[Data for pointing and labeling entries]
--- Start ---
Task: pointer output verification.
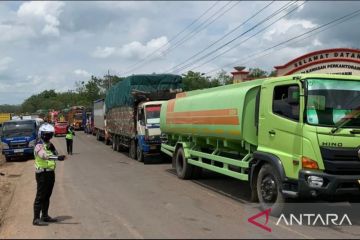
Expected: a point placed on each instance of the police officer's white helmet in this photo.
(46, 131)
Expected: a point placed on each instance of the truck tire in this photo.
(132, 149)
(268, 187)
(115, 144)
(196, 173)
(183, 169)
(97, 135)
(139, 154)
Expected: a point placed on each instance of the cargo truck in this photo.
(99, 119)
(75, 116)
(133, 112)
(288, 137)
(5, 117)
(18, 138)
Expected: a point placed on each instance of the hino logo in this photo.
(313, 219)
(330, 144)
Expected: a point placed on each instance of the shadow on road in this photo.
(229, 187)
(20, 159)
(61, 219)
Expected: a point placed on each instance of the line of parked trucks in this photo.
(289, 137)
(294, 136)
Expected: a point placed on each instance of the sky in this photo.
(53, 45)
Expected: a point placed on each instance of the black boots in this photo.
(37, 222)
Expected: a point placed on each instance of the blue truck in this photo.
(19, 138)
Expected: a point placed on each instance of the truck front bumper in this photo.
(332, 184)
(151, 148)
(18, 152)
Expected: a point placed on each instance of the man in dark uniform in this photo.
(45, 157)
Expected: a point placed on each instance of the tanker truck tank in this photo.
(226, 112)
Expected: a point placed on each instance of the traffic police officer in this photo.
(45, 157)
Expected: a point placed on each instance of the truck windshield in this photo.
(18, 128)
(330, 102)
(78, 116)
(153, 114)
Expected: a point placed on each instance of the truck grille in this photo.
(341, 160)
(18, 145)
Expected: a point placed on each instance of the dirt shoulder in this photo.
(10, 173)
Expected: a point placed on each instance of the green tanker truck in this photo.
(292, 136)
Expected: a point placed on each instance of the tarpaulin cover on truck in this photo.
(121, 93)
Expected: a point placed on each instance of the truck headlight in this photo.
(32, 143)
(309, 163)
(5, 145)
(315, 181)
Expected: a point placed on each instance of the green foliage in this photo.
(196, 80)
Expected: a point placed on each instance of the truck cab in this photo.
--- End ---
--- Start ---
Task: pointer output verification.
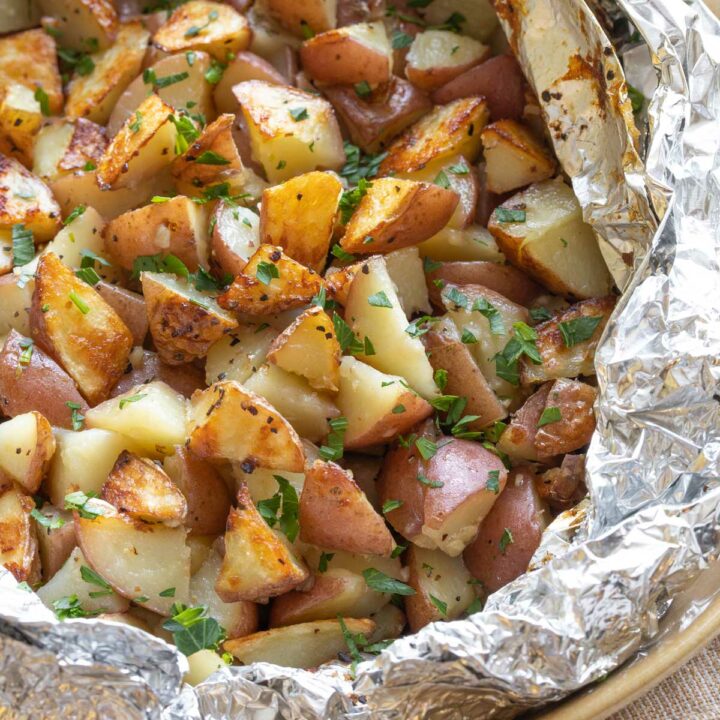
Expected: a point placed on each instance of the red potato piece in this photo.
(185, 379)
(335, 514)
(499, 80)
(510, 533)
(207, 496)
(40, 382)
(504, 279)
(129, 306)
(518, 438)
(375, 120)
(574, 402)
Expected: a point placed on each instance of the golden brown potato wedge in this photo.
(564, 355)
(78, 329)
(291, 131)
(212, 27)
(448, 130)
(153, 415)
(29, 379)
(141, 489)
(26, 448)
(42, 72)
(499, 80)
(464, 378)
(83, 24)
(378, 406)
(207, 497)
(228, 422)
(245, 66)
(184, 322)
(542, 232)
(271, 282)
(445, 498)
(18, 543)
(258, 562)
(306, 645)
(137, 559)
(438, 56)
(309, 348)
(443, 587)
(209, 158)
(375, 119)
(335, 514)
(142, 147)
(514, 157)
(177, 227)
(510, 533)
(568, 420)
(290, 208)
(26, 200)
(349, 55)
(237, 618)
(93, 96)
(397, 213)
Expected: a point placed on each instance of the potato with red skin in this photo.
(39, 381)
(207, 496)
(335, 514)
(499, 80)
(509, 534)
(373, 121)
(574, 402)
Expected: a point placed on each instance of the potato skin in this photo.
--- End ---
### Problem to solve
Please rewrite the data starting with the line containing "Expected: a point placed on each instance of the dirt" and going on through the line containing "Expected: a point placed on each instance of the truck cab", replacing "tarpaulin" with "canvas" and leaving everything else the same.

### Written reply
Expected: a point placed on each instance of the dirt shoulder in this photo.
(10, 173)
Expected: a point placed on each instance of the green tanker truck in this photo.
(292, 136)
Expected: a point placed on each instance of the canvas cover on truck in this photo.
(121, 93)
Expected: a point placed on each instance of the truck headlight in this photo.
(32, 143)
(309, 163)
(5, 145)
(315, 181)
Expected: a point placed on each instance of the green foliage in this photo.
(196, 80)
Expected: a point placed on each instance of the truck cab in this photo.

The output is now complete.